■ TEXT BLOCK
## Start
Related to him working with us, he's been great so far.. we'll see how it goes after I talk to him and we see what his roofer says (if he's any good and not the guy who originally did it, he'll suggest the same.. ripoff and new roof).

Otherwise, if the builder cannot agree to that, I'll have to look into what my rights are in litigation and name him and the original roofer (if I can find out who that is) as the defendants. He's the contractor and ultimately responsible for the bad workmanship of his trades. Sure it's 6 1/2 years old, but it's been a persistent problem and I don't think time (in this case) dismisses his contract to build a home properly.. 

I'm willing to pay for a portion of the new roof (exclusive of tear-off costs) related to the 6.5 years we have had the home.

I'll keep you posted and thanks for all the advice!

John


----------



## Grumpy (Oct 8, 2003)

You may not have rights if the workmanship warranty has expired. I don't know your local laws. 

To find out who the roofer was check the permit, assuming one was required. In my area when we have to get a roofing permit, or a builder gets a permit, a state lisensed roofer must be listed. 

As far as your financial liability, don't volunteer to pay for a tear off. You may be better off figuring the depreciation of a roof as based on local insurance depreciation values. Perhaps ask your insurance agent what those values are... Or anita  This way your only paying for a small percentage the roof had aged.


----------



## Glasshousebltr (Feb 9, 2004)

Half the time the tape falls off anyway, I always remove it. Never had a call back yet. .......Knocking on wood here.

Bob


----------



## Glasshousebltr (Feb 9, 2004)

Oh, sorry that was a lie, had a storm pull up about a square of modified about 2 years ago, but it pulled and broke, the ply, the blackboard and a section of rafter too. Insurance co. called it a (micro burst?) Hell of a thing, this midwest crap.

Bob


----------



## dougger222 (Jan 29, 2004)

I'm having a similar problem with the last roof the old roofer did for the builder I work for. I would have done the roof but the old roofer had $2,500 in water damage on a previous job so he did the labor on the problem roof for swap. He had his air pressure turned way to high and blasted through 80% of the shingles. The shingles are Certainteed New Horizons and they don't seem to be sealing correctly on the ends or were they butt together. When you lift up the ends the nails come out of the shingle half the time. The builder doesn't want to pay for a tear off or re-roof as the home is only 2 years old. A call to Certainteed yeilded $25 per square for taring which is ok. The ends should also be re-nailed which may get spendy. The roof is a 32 sq. 6/12 so it's fairly simple. To top that off the home just had some nice hail move through so it will be interesting to see what the adjuster says.
## End
■ ENTRIES
## Start
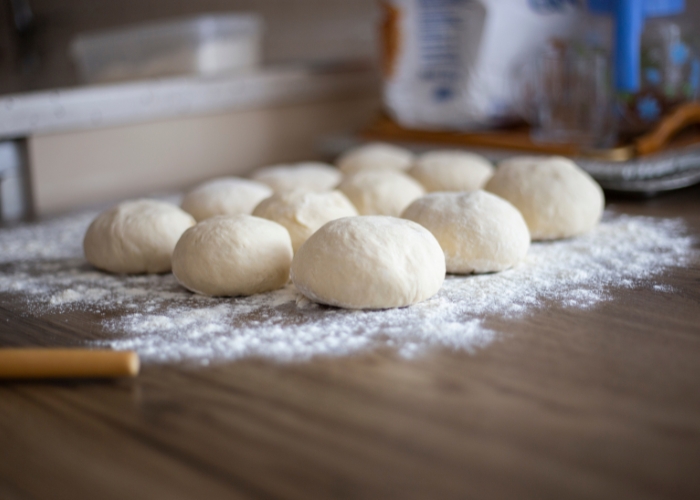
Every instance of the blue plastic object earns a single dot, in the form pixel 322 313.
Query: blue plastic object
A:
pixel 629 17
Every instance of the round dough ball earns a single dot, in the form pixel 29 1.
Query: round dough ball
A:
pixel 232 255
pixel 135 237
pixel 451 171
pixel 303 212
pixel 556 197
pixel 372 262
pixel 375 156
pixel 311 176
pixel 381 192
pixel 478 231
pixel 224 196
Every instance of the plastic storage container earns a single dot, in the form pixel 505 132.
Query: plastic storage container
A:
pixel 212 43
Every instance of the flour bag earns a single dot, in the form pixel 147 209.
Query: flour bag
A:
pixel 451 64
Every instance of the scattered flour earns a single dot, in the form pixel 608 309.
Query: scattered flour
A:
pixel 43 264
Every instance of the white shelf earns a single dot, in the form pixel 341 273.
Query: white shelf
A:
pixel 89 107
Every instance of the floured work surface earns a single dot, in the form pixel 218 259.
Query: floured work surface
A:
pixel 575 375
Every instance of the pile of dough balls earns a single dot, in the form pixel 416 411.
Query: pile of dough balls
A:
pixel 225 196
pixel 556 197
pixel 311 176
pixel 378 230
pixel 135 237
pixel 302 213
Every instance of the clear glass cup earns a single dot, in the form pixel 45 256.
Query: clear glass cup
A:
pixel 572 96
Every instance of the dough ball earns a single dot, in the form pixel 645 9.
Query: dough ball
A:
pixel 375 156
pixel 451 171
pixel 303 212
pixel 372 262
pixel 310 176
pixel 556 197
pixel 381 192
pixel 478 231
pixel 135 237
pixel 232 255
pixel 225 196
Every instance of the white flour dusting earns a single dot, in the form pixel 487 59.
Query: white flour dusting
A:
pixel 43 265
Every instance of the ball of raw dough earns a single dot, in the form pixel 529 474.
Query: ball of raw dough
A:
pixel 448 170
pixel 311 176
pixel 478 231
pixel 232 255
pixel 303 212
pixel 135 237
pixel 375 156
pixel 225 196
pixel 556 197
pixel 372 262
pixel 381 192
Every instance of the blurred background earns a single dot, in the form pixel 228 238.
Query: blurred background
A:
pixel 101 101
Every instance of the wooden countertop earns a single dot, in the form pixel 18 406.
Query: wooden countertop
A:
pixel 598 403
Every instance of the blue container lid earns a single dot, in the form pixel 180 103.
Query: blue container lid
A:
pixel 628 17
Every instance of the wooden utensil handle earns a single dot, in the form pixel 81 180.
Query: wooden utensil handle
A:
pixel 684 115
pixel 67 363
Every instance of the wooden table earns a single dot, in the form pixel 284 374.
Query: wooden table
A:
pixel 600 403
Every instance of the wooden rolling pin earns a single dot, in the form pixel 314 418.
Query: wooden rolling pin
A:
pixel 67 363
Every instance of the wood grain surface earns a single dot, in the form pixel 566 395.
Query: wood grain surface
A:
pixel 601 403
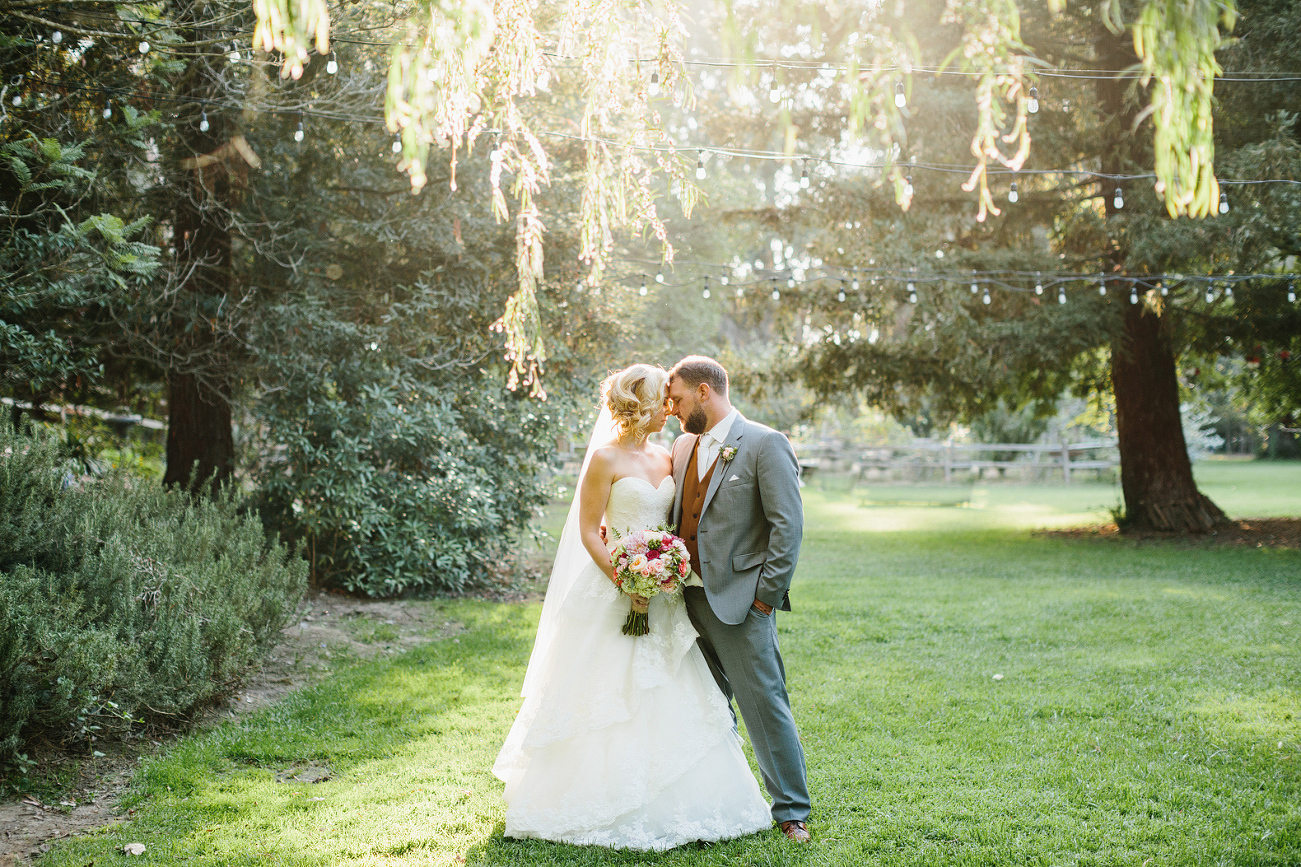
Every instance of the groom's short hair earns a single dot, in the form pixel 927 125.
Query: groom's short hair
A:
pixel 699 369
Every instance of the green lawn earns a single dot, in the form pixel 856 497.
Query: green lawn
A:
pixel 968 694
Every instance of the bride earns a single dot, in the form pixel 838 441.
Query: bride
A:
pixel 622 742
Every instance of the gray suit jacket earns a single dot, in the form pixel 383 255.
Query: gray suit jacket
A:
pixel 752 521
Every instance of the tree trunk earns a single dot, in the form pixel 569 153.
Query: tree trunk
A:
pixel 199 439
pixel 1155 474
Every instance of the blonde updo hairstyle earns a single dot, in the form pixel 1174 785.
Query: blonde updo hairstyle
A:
## End
■ JOB 1
Reproduce the listing from the line containing "Every instance of the green" through the final line of the listing, including both of those lines.
■ JOB 2
Continue the forum thread about the faulty roof, starting after its last sentence.
The forum thread about a roof and the listing after it have no connection to each other.

■ TASK RESULT 1
Every instance of the green lawn earns a single dot, in the form pixel 856 497.
Query: green lawn
A:
pixel 968 694
Every instance of the bride earns a single dot, in the form pixel 838 441.
Query: bride
A:
pixel 622 742
Every instance of the gray suit jacket earns a single dot, in the form pixel 383 255.
Query: gray suit jacket
A:
pixel 752 521
Every instance of the tree trunk earns a single dot, in the form pixel 569 153.
Query: tree trunk
A:
pixel 199 439
pixel 1155 474
Every instance of the blonde updo hairstyle earns a single dot, in the form pixel 1174 785.
Query: blonde updo hairstyle
A:

■ TASK RESULT 2
I got calls on six roofs this week so far with shingles that blew off, all were New Horizons. The wind was over 60 mph though. I was sitting in a restraunt/motel this last Sunday and watched litteraly hundreds of shingles blow off the neighboring building, they were also New Horizons. The workers had to section off the parking lot due to shingles hitting and scuffing 6 vehicles. I'm done selling New Horizons on tear offs, Landmark 30's from now on.


----------



## dougger222 (Jan 29, 2004)

Grumpy, here in Minnesota no permits are pulled for new construction roofing. Anybody with a business name and there proper insurance can shingle, or a roofing contractor can hire anybody for cash if he wants.

The problem with the permit pulling system is rarely does the licensed roofer even crawl up on the roof to see the finished product. He hires or subs it out to non licensed roofers which kind of defeats the main purpose of being a licensed roofing contractor.


----------



## Grumpy (Oct 8, 2003)

Certianteed is in litigation for their horizon shingles I hear.

I'm all for contractor regulation because I believe we are all professionals. There are some areas like Florida that take it too far, but if that were to happen in Florida (the lisenced contractor subbing to an unlicensed contractor) they would lose their lisence for aidina gna abeting an unlicensed contractor.


----------



## Glasshousebltr (Feb 9, 2004)

Virginia has a contractor board to issue licenses, made up from 12 reps, picked up from the 12 largest contractors in each field.

I agree with licensing but isn't the above like the shark telling the guppy where to swim.

Bob


----------



## dougger222 (Jan 29, 2004)

Then you take a roofer like my father who has been installing shingles for over 30 years who won't get a license because his son has one! He's the highest quality roofer I've ever seen, but he legally can't do a residental tear off, kind of stupid. The main reason why licenses are required is so the homeowner has somthing to go off of if no work is done and the money is gone, in my opinion. If taking a 100 question test and passing makes you a good licensed contractor I must have missed something. Besides paying $200 to go to 16 hours of classing were the instructors basicly teach you how to pass the exams is not going to make you a better contractor. I feel every time I pay my license fee I'm wasting $100.


----------



## Grumpy (Oct 8, 2003)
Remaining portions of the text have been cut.